■ ÉNONCÉ: Transpose en liste JSON de chaînes, une chaîne par ligne et sans les lignes vides, tout ce qui va de la ligne contenant "Tag the green leafy" jusqu'à la fin des lignes ci-dessous, ces deux bornes comprises.
===== LIGNES PRÉSENTÉES =====
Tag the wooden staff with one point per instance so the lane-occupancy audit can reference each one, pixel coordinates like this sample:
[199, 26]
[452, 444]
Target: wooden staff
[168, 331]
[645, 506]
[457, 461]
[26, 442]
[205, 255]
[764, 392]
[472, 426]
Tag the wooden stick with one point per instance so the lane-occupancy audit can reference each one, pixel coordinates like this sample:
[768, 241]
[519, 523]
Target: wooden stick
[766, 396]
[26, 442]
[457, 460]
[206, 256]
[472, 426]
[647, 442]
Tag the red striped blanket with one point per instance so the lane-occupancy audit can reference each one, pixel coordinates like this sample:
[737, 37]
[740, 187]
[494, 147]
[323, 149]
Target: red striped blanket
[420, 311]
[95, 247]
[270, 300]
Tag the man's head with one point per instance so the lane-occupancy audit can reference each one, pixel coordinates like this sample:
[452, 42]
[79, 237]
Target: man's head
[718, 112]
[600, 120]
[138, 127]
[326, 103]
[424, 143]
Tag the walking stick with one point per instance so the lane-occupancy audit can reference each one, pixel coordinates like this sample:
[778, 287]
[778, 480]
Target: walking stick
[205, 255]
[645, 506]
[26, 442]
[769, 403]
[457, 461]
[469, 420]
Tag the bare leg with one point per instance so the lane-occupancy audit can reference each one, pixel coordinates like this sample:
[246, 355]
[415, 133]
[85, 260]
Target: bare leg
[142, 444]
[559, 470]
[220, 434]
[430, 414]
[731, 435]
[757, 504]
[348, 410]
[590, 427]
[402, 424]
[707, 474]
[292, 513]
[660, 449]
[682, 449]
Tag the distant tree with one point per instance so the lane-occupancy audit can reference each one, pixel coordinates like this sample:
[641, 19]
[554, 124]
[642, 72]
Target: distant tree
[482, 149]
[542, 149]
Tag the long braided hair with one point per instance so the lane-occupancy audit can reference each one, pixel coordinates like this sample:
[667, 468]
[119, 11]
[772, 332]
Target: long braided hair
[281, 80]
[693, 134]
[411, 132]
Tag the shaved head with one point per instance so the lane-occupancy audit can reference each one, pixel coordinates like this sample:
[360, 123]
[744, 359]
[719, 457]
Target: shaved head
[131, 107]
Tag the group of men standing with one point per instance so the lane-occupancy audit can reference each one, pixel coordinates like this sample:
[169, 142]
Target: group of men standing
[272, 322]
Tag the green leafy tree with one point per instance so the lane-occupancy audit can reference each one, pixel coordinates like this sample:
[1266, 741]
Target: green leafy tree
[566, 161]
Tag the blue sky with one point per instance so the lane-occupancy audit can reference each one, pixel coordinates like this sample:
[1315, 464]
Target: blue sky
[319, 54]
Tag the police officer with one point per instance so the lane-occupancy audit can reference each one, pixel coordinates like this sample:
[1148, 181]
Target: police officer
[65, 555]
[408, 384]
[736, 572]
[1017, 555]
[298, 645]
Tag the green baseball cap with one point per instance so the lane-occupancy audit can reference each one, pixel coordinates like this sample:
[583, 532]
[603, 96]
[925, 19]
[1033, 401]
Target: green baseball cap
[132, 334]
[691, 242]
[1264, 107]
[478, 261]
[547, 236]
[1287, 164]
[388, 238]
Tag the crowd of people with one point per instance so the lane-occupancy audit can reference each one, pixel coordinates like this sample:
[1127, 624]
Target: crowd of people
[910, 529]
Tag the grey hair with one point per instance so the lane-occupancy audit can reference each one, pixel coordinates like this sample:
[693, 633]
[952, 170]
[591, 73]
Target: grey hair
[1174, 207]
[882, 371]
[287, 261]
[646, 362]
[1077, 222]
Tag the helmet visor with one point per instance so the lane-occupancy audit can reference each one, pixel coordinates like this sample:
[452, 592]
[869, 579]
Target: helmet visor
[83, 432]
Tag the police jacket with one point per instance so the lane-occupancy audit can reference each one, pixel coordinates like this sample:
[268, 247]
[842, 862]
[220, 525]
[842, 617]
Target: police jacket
=====
■ CORRIGÉ:
[
  "Tag the green leafy tree with one point per instance so the lane-occupancy audit can reference each one, pixel coordinates like this sample:",
  "[1266, 741]",
  "Target: green leafy tree",
  "[566, 161]",
  "Tag the blue sky with one point per instance so the lane-occupancy audit can reference each one, pixel coordinates like this sample:",
  "[1315, 464]",
  "Target: blue sky",
  "[319, 54]",
  "Tag the police officer with one point per instance so the lane-occupancy audit can reference each one, pixel coordinates like this sample:",
  "[1148, 181]",
  "Target: police officer",
  "[65, 555]",
  "[408, 384]",
  "[736, 572]",
  "[1017, 555]",
  "[298, 645]",
  "Tag the green baseball cap with one point per instance so the lane-occupancy audit can reference each one, pixel coordinates like this sample:",
  "[583, 532]",
  "[603, 96]",
  "[925, 19]",
  "[1033, 401]",
  "Target: green baseball cap",
  "[132, 334]",
  "[691, 242]",
  "[1264, 107]",
  "[478, 261]",
  "[547, 236]",
  "[1287, 164]",
  "[388, 238]",
  "Tag the crowd of people with one point per instance so the lane-occupancy audit can reference each one, pixel coordinates like this sample:",
  "[1127, 624]",
  "Target: crowd of people",
  "[910, 529]",
  "Tag the grey hair with one point per instance so the lane-occupancy audit can reference each one, pixel coordinates like this sample:",
  "[693, 633]",
  "[952, 170]",
  "[591, 73]",
  "Target: grey hair",
  "[1174, 207]",
  "[882, 371]",
  "[287, 261]",
  "[646, 362]",
  "[1077, 222]",
  "Tag the helmet visor with one point per instance so the lane-occupancy audit can reference each one, pixel coordinates like this sample:",
  "[452, 592]",
  "[869, 579]",
  "Target: helmet visor",
  "[83, 432]",
  "Tag the police jacket with one point per instance so the lane-occupancy audit can reference each one, pixel coordinates like this sample:",
  "[268, 247]",
  "[842, 862]",
  "[220, 525]",
  "[842, 617]",
  "Target: police jacket"
]